• _Soal latihan_
Tentukan apakah setiap pernyataan berikut sesuai dengan teks tentang malam nishfu Sya'ban. Jawab ya atau tidak, lalu kutip kata-kata penentu dari teks.
1. Allah melebihkan hari Jumat dari hari-hari lainnya.
2. Malam nishfu Sya'ban digandrungi banyak orang berdasarkan dalil yang kuat.
3. Kebanyakan riwayat seputar nishfu Sya'ban dinilai shahih oleh ahli hadits.
#### Teks sumber ####
Malam di bulan sya'ban

Sahabat Murataraku, sebagai seorang muslim yang baik sudah tentu kita harus tahu amalan-amalan sunnah yang di perintahkan oleh Rasulullah صلى الله عليه وسلم 
Khususnya di bulan ini, Bulan Sya'ban. Sesungguhnya Allah سبحانه و تعالى adalah Pencipta waktu dan tempat, Dia melebihkan bulan Ramadhan dari bulan-bulan lainnya, hari jum’at dari hari-hari lainnya. Demikian juga, Dia melebihkan Mekkah, Madinah dan Baitul maqdis dari tempat-tempat lainnya.

Namun, sebagian orang merasa kurang puas dengan keutamaan yang diberikan oleh Allah عزّوجلّ, sehingga mereka membuat-buat musim dalam rangka beribadah kepada Allah, hanya berdasarkan hadits-hadits lemah dan palsu. Diantara musim yang digandrungi banyak orang tanpa dalil tersebut adalah malam nishfu sya’ban.1
Masalahnya, benarkah malam nisfhu sya’ban tidak memiliki suatu keutamaan?! Kalaulah memang memiliki keutamaan, apakah hal itu berarti kita mengkhususkan untuknya amalan-amalan tertentu?! Inilah yang akan menjadi topik bahasan kita kali ini. Kita berdo’a kepada Allah سبحانه و تعالى agar memberikan kita kelezatan sunnah dan menjauhkan kita dari perkara-perkara bid’ah. Amiin.
Ketahuilah wahai saudaraku tercinta -semoga Allah selalu merahmatimu- bahwa banyak sekali riwayat-riwayat yang beredar di tengah masyarakat seputar nishfu Sya’ban, padahal kebanyakan hadits-hadits tersebut tidak shahih dalam timbangan ahli hadits.
#### Baris data ####
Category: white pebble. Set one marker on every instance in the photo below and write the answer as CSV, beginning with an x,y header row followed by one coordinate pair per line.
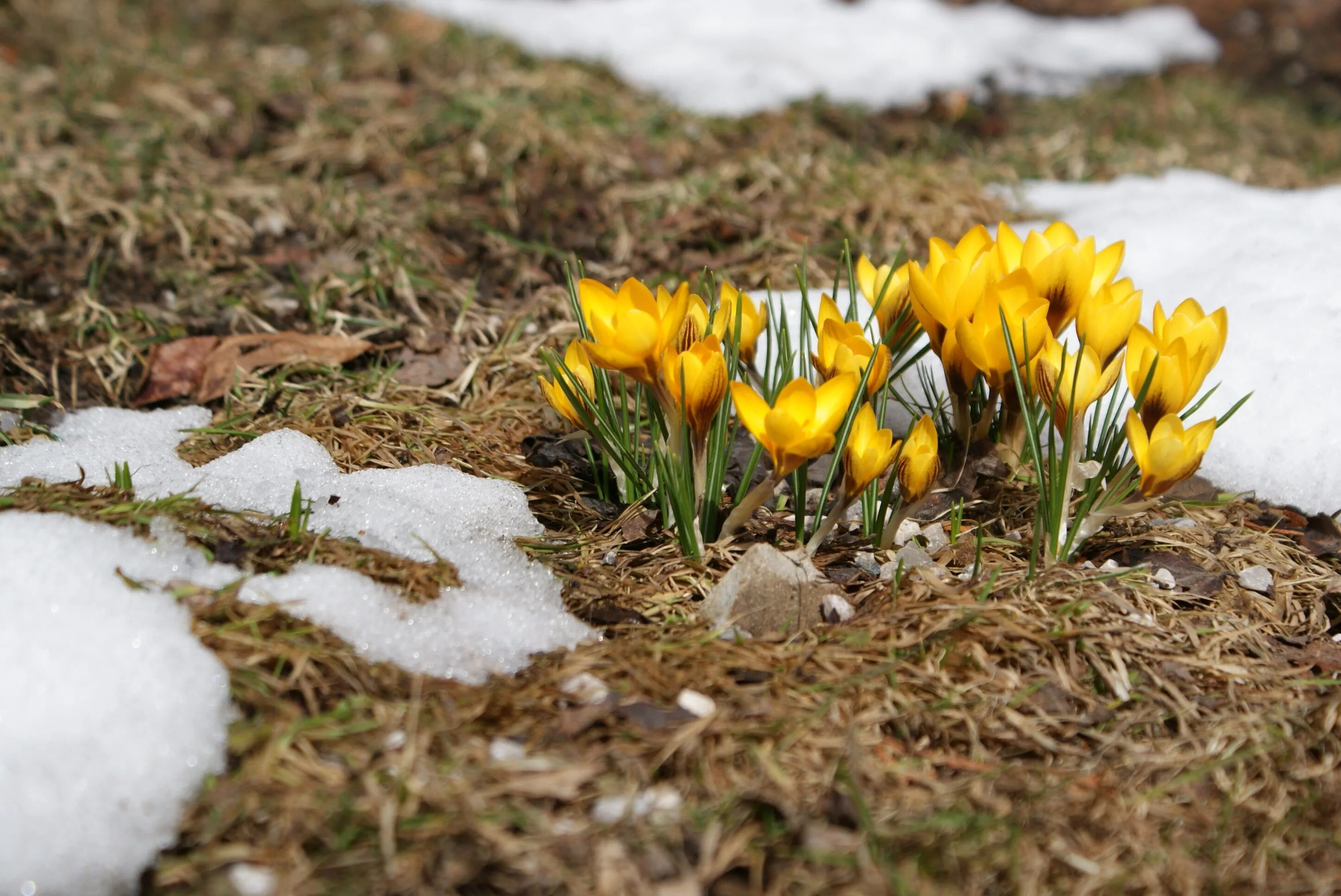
x,y
837,607
696,703
659,805
252,880
907,529
1257,579
506,751
585,688
935,536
####
• _Penyelesaian soal_
1. Ya: "hari jum’at dari hari-hari lainnya"
2. Tidak: "Diantara musim yang digandrungi banyak orang tanpa dalil tersebut adalah malam nishfu sya’ban."
3. Tidak: "kebanyakan hadits-hadits tersebut tidak shahih dalam timbangan ahli hadits"